### Problem details
Return all of the data exactly as written, without the pictures.

### Available data
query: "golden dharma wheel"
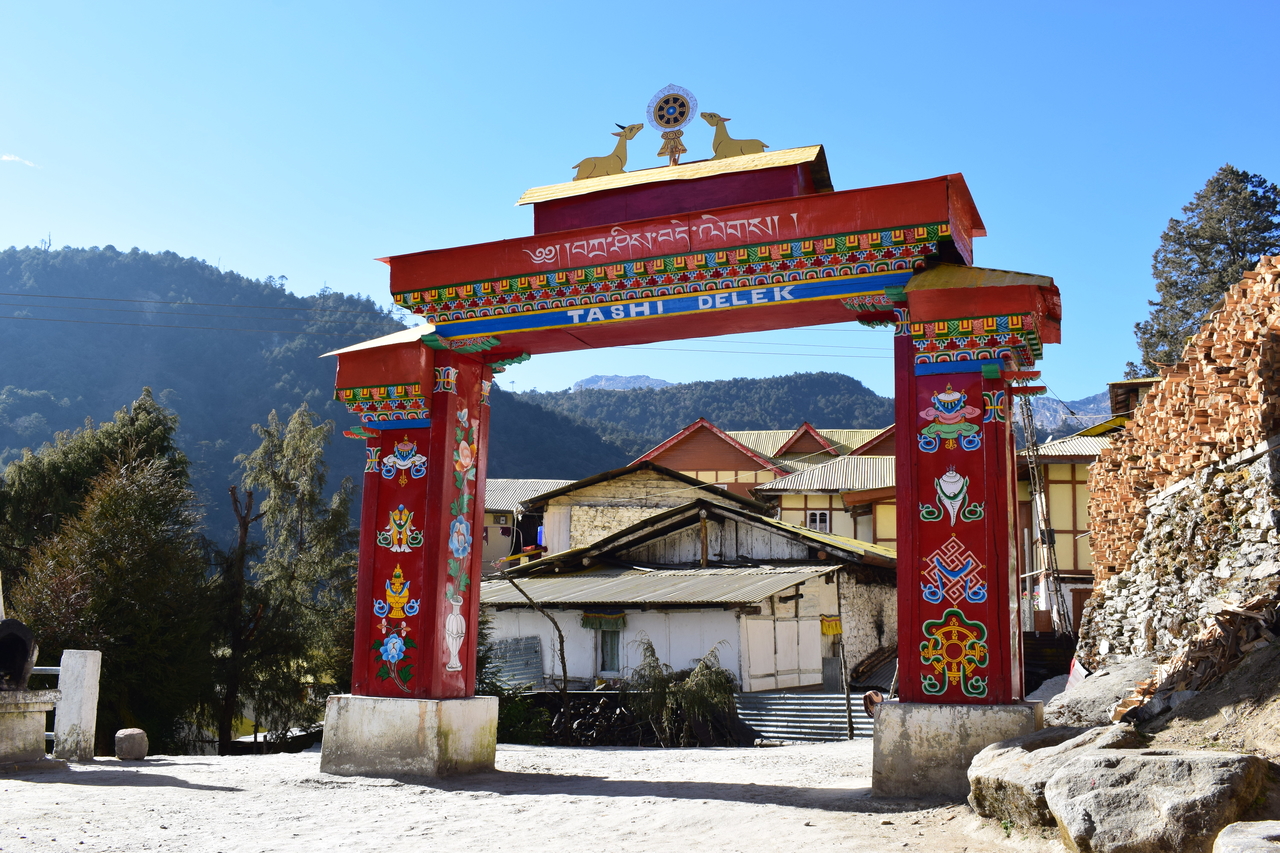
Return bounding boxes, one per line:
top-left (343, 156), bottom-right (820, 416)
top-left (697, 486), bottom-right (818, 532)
top-left (646, 84), bottom-right (697, 134)
top-left (652, 94), bottom-right (690, 129)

### Result for this exercise
query: "golden dharma wheel"
Return bounding boxes, one per line:
top-left (343, 156), bottom-right (820, 416)
top-left (697, 486), bottom-right (818, 532)
top-left (646, 84), bottom-right (697, 134)
top-left (652, 94), bottom-right (690, 129)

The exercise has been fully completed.